begin Supplied material

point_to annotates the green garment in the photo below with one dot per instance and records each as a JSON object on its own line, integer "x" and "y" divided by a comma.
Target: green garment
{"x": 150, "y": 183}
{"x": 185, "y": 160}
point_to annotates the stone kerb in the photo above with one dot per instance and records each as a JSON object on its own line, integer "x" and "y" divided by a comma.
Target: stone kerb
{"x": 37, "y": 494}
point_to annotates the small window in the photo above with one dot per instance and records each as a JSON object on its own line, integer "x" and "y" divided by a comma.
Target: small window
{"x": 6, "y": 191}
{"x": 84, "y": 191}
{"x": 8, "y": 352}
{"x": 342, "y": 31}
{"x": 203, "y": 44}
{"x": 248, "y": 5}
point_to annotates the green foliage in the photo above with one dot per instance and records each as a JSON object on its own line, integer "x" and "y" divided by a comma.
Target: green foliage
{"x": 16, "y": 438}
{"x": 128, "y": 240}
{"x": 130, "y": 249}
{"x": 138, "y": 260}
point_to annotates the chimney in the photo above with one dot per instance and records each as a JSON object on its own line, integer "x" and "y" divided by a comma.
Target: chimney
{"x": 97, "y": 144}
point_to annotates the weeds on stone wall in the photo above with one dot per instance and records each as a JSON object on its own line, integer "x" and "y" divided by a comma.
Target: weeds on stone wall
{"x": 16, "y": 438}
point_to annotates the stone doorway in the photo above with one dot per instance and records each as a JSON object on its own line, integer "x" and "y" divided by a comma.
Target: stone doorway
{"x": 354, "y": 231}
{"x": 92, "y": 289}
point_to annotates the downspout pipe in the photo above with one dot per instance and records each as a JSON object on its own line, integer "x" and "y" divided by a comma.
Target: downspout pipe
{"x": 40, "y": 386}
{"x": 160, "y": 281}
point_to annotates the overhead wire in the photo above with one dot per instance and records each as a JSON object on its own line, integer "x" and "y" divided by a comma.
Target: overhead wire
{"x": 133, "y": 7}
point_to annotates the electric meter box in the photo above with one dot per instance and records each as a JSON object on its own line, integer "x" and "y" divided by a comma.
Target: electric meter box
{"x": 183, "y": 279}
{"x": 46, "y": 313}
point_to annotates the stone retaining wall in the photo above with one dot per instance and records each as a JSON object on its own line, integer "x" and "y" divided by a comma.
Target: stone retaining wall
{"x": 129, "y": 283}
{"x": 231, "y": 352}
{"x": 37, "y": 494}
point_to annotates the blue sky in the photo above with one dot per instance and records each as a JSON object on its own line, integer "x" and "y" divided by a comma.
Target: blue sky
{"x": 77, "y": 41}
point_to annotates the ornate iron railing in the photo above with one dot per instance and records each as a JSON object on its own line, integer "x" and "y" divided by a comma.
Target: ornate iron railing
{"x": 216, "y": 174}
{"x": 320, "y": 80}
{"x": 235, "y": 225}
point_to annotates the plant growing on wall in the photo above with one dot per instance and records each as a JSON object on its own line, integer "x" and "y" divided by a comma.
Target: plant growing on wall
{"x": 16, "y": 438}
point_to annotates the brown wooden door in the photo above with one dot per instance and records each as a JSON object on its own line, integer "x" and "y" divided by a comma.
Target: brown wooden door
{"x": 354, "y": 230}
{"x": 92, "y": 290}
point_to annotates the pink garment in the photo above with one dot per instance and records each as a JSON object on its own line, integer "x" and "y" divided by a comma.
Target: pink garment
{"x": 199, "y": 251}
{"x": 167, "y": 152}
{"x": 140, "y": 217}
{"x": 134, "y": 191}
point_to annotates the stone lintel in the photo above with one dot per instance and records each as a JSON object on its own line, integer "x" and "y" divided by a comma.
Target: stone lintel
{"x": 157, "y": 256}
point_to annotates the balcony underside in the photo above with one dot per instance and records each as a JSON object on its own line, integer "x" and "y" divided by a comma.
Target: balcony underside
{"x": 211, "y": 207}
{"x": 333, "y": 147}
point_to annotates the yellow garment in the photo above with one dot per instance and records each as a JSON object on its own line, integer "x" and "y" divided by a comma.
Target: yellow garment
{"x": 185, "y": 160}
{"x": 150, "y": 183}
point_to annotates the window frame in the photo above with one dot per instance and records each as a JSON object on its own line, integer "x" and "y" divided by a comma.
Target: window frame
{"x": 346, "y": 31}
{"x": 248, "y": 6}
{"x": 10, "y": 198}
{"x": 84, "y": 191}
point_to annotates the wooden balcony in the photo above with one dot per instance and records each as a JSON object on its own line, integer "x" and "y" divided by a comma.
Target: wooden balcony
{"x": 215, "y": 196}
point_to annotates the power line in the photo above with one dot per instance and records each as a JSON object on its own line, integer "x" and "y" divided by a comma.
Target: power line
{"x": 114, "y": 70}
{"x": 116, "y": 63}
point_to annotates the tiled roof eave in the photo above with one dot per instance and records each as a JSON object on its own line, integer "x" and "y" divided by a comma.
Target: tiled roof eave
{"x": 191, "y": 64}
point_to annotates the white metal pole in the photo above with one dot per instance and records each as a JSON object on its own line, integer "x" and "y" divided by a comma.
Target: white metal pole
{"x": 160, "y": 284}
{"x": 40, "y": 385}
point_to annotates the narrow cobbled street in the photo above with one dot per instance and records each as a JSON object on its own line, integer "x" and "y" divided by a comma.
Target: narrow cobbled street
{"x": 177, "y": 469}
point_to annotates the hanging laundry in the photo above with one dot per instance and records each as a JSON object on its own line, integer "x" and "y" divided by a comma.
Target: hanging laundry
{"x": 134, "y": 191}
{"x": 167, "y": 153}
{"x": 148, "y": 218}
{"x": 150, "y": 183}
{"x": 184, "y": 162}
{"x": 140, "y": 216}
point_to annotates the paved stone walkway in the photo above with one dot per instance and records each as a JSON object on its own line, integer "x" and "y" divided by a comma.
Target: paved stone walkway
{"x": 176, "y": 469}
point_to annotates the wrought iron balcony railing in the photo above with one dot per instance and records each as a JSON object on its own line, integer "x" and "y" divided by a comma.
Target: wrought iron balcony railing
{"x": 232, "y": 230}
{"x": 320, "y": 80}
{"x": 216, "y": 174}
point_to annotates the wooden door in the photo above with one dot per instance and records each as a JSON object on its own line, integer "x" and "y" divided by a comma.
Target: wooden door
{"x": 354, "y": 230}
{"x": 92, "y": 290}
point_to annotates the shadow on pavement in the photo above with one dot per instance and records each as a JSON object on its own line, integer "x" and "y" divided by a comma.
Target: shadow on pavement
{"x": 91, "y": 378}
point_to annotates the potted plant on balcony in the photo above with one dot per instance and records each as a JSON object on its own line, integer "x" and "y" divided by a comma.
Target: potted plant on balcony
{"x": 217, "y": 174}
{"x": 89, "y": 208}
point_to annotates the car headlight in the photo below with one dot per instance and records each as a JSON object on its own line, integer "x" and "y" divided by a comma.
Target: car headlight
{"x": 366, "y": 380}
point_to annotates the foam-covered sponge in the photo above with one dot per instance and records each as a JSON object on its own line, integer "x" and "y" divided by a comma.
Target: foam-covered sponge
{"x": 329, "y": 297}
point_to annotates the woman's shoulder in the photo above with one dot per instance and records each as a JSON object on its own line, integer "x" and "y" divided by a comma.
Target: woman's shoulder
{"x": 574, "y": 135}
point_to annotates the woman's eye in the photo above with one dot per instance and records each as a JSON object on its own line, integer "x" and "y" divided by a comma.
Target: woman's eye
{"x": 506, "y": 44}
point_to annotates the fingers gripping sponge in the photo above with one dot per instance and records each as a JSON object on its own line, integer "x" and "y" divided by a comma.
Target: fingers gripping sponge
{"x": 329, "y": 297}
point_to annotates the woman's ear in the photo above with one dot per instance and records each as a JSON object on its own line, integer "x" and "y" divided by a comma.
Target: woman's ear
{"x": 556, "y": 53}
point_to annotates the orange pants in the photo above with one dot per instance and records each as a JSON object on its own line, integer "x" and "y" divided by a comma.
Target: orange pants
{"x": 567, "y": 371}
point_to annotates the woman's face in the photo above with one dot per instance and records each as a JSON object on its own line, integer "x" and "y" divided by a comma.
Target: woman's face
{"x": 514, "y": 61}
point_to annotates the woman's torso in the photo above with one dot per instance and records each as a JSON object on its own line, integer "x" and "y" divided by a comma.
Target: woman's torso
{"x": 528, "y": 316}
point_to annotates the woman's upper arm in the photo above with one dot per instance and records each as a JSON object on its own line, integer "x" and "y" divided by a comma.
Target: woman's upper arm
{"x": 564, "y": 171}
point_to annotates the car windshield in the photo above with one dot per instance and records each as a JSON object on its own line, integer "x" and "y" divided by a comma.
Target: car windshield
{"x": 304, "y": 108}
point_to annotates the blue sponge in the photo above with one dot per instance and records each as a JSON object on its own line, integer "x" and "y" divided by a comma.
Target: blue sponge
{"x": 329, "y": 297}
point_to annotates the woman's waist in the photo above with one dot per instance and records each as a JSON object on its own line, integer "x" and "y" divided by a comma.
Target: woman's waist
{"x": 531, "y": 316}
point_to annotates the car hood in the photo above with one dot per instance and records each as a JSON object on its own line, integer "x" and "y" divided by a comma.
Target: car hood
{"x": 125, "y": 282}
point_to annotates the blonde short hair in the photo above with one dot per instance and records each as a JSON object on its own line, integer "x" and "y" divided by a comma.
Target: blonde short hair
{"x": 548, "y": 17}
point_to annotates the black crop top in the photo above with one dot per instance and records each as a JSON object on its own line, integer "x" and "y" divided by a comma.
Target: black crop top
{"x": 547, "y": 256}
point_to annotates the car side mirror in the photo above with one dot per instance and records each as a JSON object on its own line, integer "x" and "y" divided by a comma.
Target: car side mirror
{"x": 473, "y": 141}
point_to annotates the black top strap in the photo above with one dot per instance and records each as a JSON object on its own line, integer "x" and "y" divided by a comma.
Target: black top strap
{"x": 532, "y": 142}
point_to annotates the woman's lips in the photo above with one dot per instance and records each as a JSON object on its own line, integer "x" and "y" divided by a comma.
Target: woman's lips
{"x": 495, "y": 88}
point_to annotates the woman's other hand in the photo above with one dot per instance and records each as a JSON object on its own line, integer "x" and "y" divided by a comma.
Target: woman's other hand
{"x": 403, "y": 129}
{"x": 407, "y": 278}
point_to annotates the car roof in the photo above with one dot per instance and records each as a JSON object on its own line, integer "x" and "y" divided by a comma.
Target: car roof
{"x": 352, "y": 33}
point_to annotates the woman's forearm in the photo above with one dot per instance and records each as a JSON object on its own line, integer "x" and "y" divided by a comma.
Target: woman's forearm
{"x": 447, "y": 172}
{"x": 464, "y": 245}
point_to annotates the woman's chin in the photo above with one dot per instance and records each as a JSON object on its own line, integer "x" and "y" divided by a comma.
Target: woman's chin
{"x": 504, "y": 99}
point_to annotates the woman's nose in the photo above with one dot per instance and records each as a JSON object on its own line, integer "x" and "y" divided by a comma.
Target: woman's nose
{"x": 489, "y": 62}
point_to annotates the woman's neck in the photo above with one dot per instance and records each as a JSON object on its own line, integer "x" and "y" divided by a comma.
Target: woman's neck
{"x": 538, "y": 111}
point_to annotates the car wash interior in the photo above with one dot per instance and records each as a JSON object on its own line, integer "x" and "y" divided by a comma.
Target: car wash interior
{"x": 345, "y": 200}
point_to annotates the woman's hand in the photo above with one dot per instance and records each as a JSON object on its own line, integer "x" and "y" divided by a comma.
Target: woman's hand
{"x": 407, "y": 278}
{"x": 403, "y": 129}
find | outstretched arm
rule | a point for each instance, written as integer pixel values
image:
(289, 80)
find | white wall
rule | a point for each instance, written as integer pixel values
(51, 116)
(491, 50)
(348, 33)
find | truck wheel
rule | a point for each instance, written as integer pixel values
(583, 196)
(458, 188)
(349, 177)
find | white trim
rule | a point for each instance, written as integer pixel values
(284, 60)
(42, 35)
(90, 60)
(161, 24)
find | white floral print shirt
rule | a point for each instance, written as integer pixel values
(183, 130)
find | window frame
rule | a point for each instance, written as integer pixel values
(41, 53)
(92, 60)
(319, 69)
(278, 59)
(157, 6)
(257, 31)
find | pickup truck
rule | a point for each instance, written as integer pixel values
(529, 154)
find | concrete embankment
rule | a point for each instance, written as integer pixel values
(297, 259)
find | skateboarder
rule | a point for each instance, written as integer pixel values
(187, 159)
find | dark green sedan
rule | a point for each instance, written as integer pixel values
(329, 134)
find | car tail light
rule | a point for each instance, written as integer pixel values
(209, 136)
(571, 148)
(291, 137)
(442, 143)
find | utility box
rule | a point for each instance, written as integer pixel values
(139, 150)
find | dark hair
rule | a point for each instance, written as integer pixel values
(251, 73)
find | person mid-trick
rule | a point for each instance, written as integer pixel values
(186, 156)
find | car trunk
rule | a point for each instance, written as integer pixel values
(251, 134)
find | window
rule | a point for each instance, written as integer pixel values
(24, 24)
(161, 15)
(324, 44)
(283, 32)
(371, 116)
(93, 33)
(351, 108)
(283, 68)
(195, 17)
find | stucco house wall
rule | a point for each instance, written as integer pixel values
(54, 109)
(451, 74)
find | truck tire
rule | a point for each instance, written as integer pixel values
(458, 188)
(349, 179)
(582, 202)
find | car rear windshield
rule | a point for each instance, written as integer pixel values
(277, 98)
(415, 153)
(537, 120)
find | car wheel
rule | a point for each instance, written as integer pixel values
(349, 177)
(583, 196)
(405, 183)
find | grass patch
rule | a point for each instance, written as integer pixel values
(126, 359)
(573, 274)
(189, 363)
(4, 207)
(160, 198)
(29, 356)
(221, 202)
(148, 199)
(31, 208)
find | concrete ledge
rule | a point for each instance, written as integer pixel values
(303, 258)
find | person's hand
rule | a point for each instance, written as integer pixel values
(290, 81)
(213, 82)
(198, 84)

end Supplied material

■ **Written exercise**
Repeat, without changes, every line from the one that contains "find | car wheel" through the final line of the data.

■ **Answer for this exercise**
find | car wheel
rule | a point for each instance, written as integer pixel values
(349, 177)
(583, 196)
(405, 183)
find | grass patch
rule | a point for each instance, written as integer pixel values
(126, 359)
(573, 274)
(189, 363)
(4, 207)
(160, 198)
(29, 356)
(221, 202)
(148, 199)
(31, 208)
find | concrete ledge
rule | a point for each instance, written as integer pixel values
(303, 258)
find | person's hand
rule | a point for each instance, written as integer pixel values
(290, 81)
(213, 82)
(198, 84)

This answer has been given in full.